Coordinate labeling data:
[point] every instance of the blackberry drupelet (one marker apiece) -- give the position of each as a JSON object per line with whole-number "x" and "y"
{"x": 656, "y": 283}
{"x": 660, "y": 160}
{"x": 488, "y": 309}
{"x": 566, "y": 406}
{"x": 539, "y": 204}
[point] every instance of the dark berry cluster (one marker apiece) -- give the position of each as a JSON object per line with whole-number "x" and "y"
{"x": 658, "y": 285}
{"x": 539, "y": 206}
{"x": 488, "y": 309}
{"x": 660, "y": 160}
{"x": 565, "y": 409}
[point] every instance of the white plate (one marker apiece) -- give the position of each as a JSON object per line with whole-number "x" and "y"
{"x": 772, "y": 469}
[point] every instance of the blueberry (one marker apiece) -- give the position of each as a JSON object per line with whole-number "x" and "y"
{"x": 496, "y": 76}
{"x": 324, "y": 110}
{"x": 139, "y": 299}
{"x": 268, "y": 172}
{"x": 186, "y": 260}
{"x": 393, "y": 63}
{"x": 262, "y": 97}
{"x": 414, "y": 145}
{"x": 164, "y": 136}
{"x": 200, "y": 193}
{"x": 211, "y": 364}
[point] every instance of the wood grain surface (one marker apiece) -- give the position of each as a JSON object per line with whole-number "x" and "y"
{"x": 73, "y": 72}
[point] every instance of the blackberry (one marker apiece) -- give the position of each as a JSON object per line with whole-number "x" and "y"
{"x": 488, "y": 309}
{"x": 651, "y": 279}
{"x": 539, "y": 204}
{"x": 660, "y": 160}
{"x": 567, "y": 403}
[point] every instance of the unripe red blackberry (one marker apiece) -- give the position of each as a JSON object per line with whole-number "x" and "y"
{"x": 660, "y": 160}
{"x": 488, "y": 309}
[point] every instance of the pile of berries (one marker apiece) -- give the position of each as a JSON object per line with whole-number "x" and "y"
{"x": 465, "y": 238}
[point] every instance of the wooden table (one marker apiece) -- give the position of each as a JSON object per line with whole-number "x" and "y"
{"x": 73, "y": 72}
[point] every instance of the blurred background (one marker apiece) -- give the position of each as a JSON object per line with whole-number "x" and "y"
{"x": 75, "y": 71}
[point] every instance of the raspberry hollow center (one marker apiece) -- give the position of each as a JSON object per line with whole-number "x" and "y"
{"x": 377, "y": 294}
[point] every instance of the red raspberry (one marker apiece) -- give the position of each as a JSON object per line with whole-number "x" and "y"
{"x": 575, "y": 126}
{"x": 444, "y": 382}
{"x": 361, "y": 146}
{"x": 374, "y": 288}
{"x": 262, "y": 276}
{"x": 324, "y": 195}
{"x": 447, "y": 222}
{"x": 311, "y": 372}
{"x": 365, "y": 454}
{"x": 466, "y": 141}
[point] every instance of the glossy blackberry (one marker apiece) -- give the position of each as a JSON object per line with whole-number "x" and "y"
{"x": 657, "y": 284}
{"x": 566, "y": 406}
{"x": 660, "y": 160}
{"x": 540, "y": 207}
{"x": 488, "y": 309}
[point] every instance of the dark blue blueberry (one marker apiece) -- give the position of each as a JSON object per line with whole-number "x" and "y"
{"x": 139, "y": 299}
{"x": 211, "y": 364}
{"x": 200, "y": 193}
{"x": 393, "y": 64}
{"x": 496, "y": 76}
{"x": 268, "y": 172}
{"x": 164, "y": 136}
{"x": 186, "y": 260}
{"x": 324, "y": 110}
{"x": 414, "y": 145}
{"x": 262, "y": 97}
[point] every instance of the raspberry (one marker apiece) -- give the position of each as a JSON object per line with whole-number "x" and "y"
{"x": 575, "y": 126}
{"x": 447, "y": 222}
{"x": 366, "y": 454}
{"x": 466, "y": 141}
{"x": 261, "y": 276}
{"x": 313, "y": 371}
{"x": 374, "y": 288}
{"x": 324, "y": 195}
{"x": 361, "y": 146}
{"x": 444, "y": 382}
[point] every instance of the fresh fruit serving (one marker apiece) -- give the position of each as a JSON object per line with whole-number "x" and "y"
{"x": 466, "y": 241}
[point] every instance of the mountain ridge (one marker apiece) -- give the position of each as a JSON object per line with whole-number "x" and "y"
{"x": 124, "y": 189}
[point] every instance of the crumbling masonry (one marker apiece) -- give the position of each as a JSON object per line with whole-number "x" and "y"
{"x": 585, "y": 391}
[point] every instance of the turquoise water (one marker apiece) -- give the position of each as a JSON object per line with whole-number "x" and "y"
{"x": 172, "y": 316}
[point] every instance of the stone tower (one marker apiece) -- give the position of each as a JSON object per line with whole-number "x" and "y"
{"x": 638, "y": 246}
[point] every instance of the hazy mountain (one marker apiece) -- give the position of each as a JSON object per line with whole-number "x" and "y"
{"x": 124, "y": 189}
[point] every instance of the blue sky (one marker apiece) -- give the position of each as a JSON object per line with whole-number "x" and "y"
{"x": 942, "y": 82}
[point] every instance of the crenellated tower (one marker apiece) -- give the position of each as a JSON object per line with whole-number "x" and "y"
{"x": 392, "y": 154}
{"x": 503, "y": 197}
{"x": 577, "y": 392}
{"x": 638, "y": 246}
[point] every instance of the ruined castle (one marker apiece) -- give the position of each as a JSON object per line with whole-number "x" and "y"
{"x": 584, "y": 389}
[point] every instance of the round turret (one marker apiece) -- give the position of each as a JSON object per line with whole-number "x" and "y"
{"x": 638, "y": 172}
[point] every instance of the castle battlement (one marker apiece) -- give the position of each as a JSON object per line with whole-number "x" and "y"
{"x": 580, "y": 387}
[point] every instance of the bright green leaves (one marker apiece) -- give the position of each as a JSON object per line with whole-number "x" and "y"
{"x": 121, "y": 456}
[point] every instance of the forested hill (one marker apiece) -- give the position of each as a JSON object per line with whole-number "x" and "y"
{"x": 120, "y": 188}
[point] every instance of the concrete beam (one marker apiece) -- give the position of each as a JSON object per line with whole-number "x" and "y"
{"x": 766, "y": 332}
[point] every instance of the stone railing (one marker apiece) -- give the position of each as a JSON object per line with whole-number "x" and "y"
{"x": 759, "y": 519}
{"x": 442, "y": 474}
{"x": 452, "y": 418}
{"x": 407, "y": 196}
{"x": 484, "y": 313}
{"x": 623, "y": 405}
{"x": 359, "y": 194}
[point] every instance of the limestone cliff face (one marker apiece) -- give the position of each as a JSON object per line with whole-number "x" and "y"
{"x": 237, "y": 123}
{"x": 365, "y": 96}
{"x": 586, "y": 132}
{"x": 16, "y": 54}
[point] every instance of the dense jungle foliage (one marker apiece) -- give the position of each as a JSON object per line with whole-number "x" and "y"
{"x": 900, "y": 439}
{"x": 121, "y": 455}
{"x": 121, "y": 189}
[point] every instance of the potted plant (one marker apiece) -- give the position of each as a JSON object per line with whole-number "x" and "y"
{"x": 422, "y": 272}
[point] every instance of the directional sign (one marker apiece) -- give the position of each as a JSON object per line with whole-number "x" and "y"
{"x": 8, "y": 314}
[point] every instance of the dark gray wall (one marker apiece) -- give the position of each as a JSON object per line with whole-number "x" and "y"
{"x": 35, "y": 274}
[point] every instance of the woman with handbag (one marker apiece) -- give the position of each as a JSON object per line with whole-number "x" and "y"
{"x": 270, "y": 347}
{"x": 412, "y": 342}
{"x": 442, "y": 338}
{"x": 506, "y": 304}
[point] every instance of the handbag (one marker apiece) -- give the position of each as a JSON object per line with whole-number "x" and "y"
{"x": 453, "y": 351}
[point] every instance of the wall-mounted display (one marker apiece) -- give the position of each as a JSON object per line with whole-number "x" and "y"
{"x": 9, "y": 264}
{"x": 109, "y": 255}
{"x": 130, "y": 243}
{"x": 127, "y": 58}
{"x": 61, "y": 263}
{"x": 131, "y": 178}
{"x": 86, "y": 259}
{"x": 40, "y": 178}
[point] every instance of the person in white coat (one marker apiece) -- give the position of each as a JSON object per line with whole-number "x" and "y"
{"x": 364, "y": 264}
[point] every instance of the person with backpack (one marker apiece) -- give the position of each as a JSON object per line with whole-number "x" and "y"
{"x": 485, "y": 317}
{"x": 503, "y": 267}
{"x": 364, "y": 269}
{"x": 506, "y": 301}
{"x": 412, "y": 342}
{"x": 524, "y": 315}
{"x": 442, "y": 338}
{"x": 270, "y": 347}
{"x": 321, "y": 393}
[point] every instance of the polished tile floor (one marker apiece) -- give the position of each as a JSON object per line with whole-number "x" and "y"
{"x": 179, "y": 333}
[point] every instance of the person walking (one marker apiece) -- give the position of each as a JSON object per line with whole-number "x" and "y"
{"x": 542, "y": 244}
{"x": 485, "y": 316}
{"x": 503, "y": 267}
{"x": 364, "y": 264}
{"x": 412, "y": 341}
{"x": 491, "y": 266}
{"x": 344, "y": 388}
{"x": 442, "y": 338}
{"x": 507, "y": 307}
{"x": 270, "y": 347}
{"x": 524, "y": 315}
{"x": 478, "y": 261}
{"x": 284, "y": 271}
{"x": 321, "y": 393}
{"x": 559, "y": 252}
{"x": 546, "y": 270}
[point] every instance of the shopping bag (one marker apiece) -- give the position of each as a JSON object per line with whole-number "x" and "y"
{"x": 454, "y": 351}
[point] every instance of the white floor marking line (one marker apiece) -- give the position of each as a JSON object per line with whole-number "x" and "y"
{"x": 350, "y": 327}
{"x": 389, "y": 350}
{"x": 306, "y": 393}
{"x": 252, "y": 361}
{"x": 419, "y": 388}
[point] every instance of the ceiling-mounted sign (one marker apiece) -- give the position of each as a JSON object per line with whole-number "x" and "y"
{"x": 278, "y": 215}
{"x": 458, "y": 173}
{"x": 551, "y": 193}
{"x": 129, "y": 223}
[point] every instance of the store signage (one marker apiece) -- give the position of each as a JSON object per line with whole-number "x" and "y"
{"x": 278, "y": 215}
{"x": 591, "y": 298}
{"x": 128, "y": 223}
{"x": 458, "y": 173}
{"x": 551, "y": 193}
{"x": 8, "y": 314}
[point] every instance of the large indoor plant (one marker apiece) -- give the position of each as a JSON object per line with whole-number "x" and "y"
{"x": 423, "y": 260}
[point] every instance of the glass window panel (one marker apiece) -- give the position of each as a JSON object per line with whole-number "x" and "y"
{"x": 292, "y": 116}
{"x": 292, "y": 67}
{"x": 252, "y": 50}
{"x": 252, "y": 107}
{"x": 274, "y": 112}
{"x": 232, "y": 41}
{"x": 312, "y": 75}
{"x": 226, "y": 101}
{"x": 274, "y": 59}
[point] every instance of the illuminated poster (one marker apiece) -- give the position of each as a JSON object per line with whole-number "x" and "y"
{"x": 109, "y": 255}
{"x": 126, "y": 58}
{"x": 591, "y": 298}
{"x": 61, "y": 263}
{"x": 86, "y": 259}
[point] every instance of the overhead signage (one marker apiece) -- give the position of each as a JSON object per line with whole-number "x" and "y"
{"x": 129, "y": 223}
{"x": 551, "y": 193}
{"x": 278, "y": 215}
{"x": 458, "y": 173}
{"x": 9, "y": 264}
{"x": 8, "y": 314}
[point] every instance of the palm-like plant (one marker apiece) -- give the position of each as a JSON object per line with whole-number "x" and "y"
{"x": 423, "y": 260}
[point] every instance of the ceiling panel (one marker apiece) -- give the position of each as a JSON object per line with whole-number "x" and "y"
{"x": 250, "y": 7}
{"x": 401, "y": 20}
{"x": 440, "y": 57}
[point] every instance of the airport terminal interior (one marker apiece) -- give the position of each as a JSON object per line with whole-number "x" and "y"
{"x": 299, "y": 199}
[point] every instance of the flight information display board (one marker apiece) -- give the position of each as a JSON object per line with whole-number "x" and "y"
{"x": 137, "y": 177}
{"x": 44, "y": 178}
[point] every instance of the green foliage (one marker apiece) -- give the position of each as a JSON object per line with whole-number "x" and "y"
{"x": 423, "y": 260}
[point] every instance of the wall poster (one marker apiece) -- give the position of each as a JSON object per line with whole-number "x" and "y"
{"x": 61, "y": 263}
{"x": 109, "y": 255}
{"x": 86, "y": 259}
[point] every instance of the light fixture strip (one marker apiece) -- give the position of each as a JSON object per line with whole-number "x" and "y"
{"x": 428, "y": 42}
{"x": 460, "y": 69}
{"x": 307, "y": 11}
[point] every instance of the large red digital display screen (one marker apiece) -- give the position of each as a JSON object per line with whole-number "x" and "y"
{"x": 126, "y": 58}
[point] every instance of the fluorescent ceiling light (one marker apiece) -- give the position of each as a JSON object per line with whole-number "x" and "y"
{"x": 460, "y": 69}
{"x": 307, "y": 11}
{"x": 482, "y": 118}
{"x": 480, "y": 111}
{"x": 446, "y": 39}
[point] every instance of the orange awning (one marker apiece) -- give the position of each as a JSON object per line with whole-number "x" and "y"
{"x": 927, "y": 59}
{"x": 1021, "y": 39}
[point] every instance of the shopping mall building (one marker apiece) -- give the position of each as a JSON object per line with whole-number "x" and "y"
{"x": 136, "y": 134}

[OBJECTIVE]
Exactly repeat the lines from the line that contains "[point] every instance of the fluorescent" to the end of the entries, both included, and leave out all other lines.

[RESPONSE]
[point] every instance of the fluorescent ceiling light (one marker apiece) -- give the position of each as a JSON object per line with whole-number "x" and "y"
{"x": 460, "y": 69}
{"x": 307, "y": 11}
{"x": 482, "y": 118}
{"x": 480, "y": 111}
{"x": 446, "y": 39}
[point] every instance of the orange awning (one marker apiece) -- give the position of each as a JSON object per line with whole-number "x" and "y"
{"x": 927, "y": 59}
{"x": 1021, "y": 39}
[point] every instance of the shopping mall building (one marker apiece) -- give the position of each as a JSON object per line with whole-number "x" and "y"
{"x": 136, "y": 134}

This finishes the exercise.